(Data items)
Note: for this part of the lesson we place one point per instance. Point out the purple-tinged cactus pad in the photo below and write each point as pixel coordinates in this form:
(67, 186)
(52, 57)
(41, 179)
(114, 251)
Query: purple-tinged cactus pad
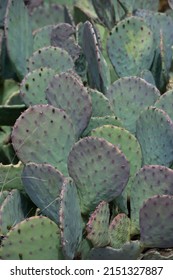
(70, 219)
(18, 35)
(156, 222)
(44, 134)
(128, 97)
(165, 102)
(97, 66)
(154, 131)
(99, 169)
(43, 184)
(119, 231)
(50, 57)
(10, 176)
(101, 106)
(129, 251)
(15, 208)
(36, 238)
(66, 92)
(33, 86)
(149, 181)
(98, 224)
(130, 47)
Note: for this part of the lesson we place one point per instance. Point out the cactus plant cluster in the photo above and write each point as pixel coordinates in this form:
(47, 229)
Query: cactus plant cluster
(86, 130)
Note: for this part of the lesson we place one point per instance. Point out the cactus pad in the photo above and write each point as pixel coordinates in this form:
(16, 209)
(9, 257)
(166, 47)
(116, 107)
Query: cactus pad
(98, 224)
(43, 184)
(50, 57)
(30, 136)
(18, 34)
(130, 47)
(128, 97)
(119, 231)
(88, 164)
(33, 86)
(36, 238)
(149, 181)
(70, 219)
(66, 92)
(156, 228)
(154, 131)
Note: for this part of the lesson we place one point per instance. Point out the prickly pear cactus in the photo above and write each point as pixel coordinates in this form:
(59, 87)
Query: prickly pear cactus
(128, 97)
(65, 91)
(50, 57)
(43, 184)
(18, 35)
(15, 208)
(70, 220)
(119, 231)
(152, 126)
(33, 86)
(30, 136)
(98, 224)
(156, 228)
(130, 47)
(88, 164)
(148, 181)
(36, 238)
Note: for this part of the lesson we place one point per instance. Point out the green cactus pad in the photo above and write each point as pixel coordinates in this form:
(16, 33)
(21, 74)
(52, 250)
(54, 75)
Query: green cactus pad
(47, 15)
(99, 170)
(98, 224)
(99, 121)
(154, 131)
(148, 181)
(66, 92)
(33, 86)
(105, 12)
(126, 142)
(30, 136)
(100, 104)
(129, 251)
(128, 97)
(15, 208)
(36, 238)
(61, 36)
(70, 220)
(10, 176)
(42, 37)
(156, 228)
(130, 47)
(50, 57)
(154, 254)
(43, 184)
(18, 35)
(97, 66)
(119, 231)
(165, 102)
(3, 195)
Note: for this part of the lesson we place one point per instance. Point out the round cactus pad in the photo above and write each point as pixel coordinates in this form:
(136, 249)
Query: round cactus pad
(70, 219)
(149, 181)
(33, 86)
(66, 92)
(156, 222)
(130, 47)
(128, 97)
(36, 238)
(31, 141)
(50, 57)
(98, 224)
(99, 170)
(43, 183)
(154, 131)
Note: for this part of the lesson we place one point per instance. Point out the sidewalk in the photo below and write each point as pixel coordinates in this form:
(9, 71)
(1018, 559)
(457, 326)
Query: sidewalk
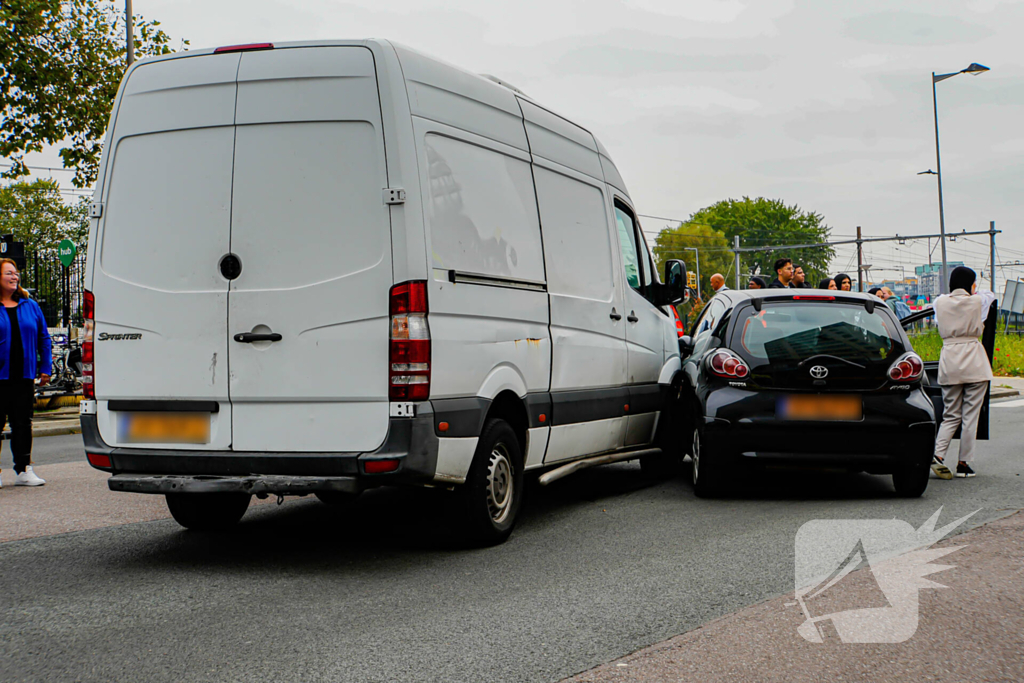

* Instructions for the task
Output all of the records word for word, and keep the pictures out of the copy.

* Answer for the task
Note: for this part of the lesson we place one point per instance. Point out the purple-tinged cactus pad in the photo below and write each point as pixel coordinates in this form:
(67, 186)
(52, 57)
(41, 179)
(114, 251)
Query: purple-tinged cactus pad
(70, 219)
(18, 35)
(156, 222)
(44, 134)
(128, 97)
(165, 102)
(97, 66)
(154, 131)
(99, 169)
(43, 184)
(119, 231)
(50, 57)
(10, 176)
(101, 106)
(129, 251)
(15, 208)
(36, 238)
(66, 92)
(33, 86)
(149, 181)
(98, 224)
(130, 47)
Note: for this part of the lesson we place one point per instance. Point out the cactus plant cluster in the photo above and write each point as pixel coordinates in this form:
(47, 229)
Query: cactus plant cluster
(86, 130)
Note: for this part of the lesson we place one point per instance. Point out the cactus pad in the photo above and write each point as pixel coordinates in this form:
(16, 209)
(9, 257)
(166, 47)
(116, 107)
Query: cactus pad
(98, 224)
(43, 184)
(50, 57)
(30, 136)
(18, 34)
(130, 47)
(128, 97)
(119, 231)
(88, 164)
(33, 86)
(36, 238)
(149, 181)
(70, 219)
(66, 92)
(156, 228)
(154, 131)
Note: for this part of the lesson we place one point per instance. Point out the prickly pear cactus in the photo above and write each point as pixel coordinates in this form:
(59, 87)
Query: prickly pear cactus
(128, 97)
(65, 91)
(50, 57)
(43, 184)
(18, 35)
(15, 208)
(70, 220)
(119, 231)
(152, 126)
(33, 86)
(30, 136)
(98, 224)
(156, 228)
(130, 47)
(88, 164)
(148, 181)
(36, 238)
Note: for this part of the lesson we place one point per instance. Point out the green cactus pad in the photo above and write each point as pixel coordinates in this form:
(16, 33)
(21, 74)
(52, 250)
(54, 75)
Query: green cactus pad
(47, 15)
(99, 170)
(98, 224)
(99, 121)
(154, 131)
(148, 181)
(66, 92)
(33, 86)
(105, 12)
(126, 142)
(30, 136)
(100, 104)
(129, 251)
(128, 97)
(15, 208)
(36, 238)
(61, 36)
(70, 220)
(10, 176)
(42, 37)
(156, 228)
(130, 47)
(50, 57)
(154, 254)
(43, 184)
(18, 35)
(97, 66)
(119, 231)
(165, 102)
(3, 195)
Note: for this part of the lesson we place one point per instance. Point out the round cactus pad in the photo above and write each point as pixel coordinates in this form:
(136, 249)
Query: round cactus pad
(70, 219)
(149, 181)
(33, 86)
(66, 92)
(156, 222)
(130, 47)
(128, 97)
(36, 238)
(31, 141)
(50, 57)
(98, 224)
(99, 170)
(43, 183)
(154, 131)
Note: for this part of the lesson we place one point per instance. Point out the sidewalk in the photo below and write each point as pixel coordinates in this form:
(9, 71)
(1018, 559)
(457, 326)
Query: sidewalk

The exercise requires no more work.